(Data provided)
- - - - - - -
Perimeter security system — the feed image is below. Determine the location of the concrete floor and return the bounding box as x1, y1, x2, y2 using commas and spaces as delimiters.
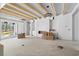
0, 38, 79, 56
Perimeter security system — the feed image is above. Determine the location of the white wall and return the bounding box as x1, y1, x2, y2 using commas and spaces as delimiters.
73, 6, 79, 40
53, 14, 72, 40
35, 18, 49, 37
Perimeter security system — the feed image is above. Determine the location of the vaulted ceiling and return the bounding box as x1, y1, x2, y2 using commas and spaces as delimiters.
0, 3, 77, 20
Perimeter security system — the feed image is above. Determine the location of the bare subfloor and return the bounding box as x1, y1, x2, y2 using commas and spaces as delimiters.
0, 38, 79, 56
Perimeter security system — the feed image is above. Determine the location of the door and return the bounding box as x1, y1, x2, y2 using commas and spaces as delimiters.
72, 8, 79, 40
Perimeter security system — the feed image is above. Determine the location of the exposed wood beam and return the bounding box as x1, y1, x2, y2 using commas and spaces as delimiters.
26, 3, 44, 16
0, 3, 6, 9
7, 3, 37, 18
36, 3, 48, 13
19, 3, 43, 18
4, 7, 31, 18
0, 9, 31, 20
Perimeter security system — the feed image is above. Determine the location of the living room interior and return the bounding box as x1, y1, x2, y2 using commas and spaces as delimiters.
0, 3, 79, 56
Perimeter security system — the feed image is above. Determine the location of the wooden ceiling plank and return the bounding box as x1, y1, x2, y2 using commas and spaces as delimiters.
1, 10, 30, 20
7, 4, 36, 18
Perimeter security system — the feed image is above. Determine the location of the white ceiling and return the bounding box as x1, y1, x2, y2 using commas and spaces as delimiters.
0, 3, 77, 18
- - - - - - -
Which lines in the listing contain the string "white"? Extract each such line in full. Case counts.

Perimeter security system — the feed image is above. Determine the location of the white wall and return the bounding box as x1, y1, x2, y2 using commas and spaces as delimiters.
Perimeter security system — the feed image is above. Determine the location of the white ceiling and return the bounding box as x1, y1, x2, y2 using commas and spaces as delimiters.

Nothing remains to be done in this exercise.